Supplied text »
☆ ☆ ☆ ☆
Nightshade
Susan Wittig Albert
Berkley, April 2008, $23.95, 304 pp.
ISBN: 9780425219560
Recently, China Boyles learned she had an illegitimate half-brother Miles sired by her father on his secretary Laura who worked in his law firm. He never knew the man he called uncle was really his dad until his biological father died leading to Miles finding letters written to his mother. They implied he was in danger and so were Laura and Miles. Miles believes that the car accident that killed his father was in reality a murder.
China is not interested in reconnecting with her past to find out if her father was murdered but her husband McQuaid, now a private detective, is very interested for numerous reasons. When Miles thinks he located the car that his father died in, he asks McQuaid to meet him at a designated spot. When he doesn’t show up, China and McQuaid learn he was killed in the garage where he parks his car for work. McQuaid is determined to carry on with the investigation and when he goes to the location of where the car is supposed to be the woman who is holding on to it looks like she is dying from a self-inflicted gunshot wound. McQuaid is sure that it was attempted murder and when he pools his information with the info on the tape Laura made that China found, they go to confront someone who might have the answers not knowing that China is in danger of getting shot.
☆ ☆ ☆ ☆
Raw data »
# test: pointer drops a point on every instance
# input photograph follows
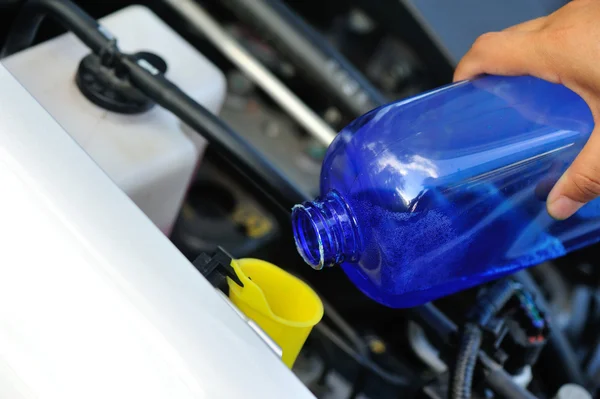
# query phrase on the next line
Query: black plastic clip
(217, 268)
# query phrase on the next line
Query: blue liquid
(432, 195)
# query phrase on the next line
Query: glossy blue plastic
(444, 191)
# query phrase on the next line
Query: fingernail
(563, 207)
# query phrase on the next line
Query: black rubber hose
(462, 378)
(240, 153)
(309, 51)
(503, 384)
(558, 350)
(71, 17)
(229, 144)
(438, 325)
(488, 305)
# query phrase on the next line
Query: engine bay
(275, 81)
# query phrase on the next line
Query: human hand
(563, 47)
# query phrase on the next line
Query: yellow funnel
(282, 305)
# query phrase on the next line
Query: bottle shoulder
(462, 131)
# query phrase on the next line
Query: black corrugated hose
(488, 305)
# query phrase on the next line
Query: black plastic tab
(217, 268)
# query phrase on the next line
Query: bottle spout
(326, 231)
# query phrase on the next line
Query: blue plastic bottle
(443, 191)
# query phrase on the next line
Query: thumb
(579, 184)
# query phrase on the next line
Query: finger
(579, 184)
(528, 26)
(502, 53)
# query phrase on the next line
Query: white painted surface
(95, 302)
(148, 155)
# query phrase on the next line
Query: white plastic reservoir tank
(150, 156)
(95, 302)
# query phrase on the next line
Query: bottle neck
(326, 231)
☆ ☆ ☆ ☆
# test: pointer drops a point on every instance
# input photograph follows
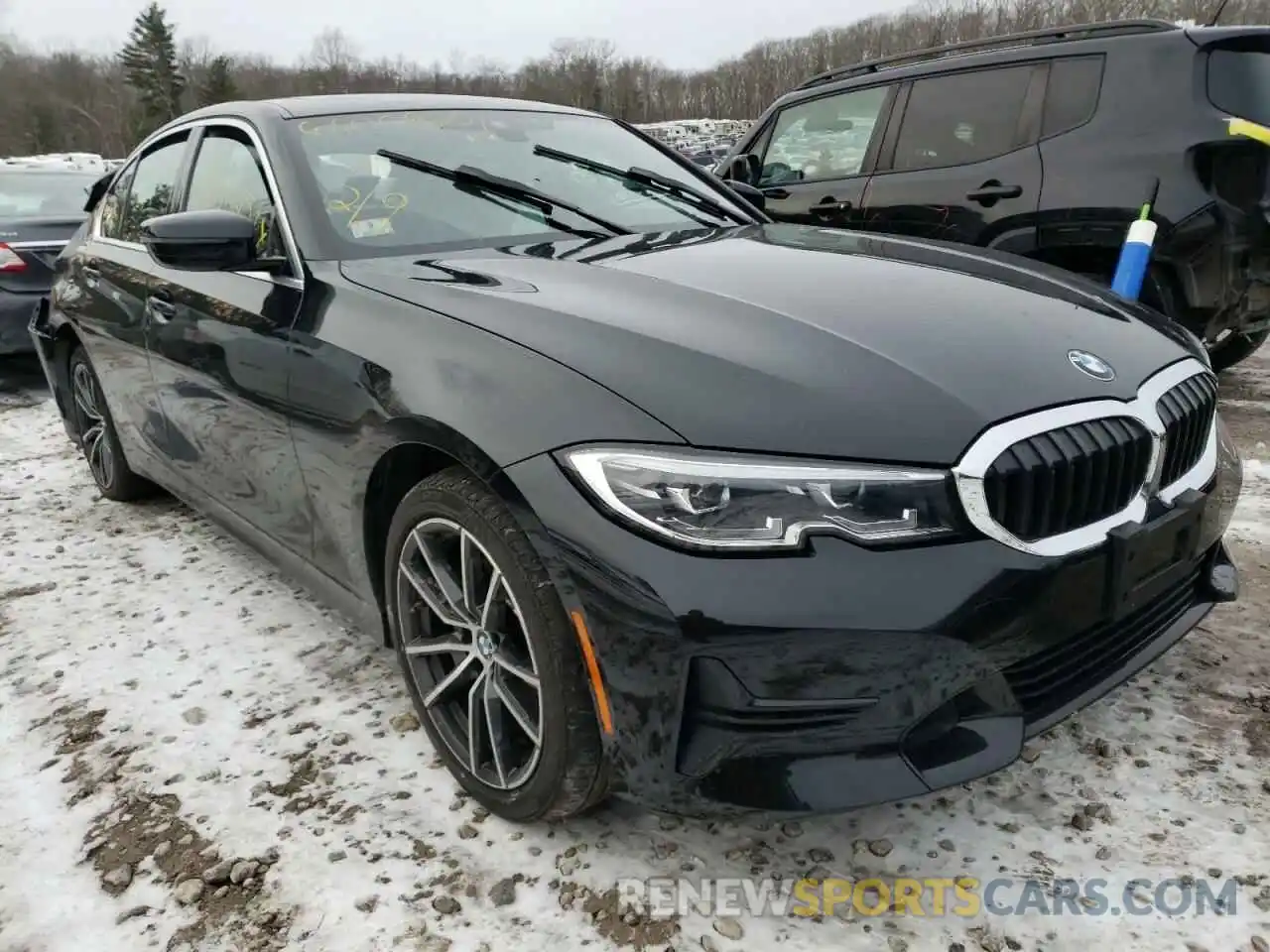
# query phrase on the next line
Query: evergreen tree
☆ ☆ ☆ ☆
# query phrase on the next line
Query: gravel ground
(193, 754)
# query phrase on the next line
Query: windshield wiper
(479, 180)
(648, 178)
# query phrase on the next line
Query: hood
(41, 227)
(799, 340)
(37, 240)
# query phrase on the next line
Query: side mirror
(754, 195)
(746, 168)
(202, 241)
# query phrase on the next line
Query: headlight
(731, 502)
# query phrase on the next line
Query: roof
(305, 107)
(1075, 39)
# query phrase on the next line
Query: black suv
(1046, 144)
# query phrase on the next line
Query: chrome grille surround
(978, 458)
☆ ☆ ☆ ☆
Work instruction 1 »
Could you change "secretary" to "assistant" in the Nightshade summary, beginning at the words "ISBN: 9780425219560" and stopping after "reality a murder."?
Work instruction 2 »
Can you carry the Nightshade summary further, picking up right after its final sentence?
The lines that come after the Nightshade summary are drawn from a separate source.

Written reply 1 »
ISBN: 9780425219560
Recently, China Boyles learned she had an illegitimate half-brother Miles sired by her father on his assistant Laura who worked in his law firm. He never knew the man he called uncle was really his dad until his biological father died leading to Miles finding letters written to his mother. They implied he was in danger and so were Laura and Miles. Miles believes that the car accident that killed his father was in reality a murder.

Written reply 2 »
NIGHTSHADE is one of the best books in the China Bayles series. The story is told in the first person POV from the perspectives of China and McQuaid allowing fans for the first time to understand how he thinks. They will love what they learn especially how he sees his wife and his feelings about her that he is too macho to articulate. The mystery is well thought out and the killings in the present have roots in the past. Susan Wittig Albert always delivers a fantastic mystery.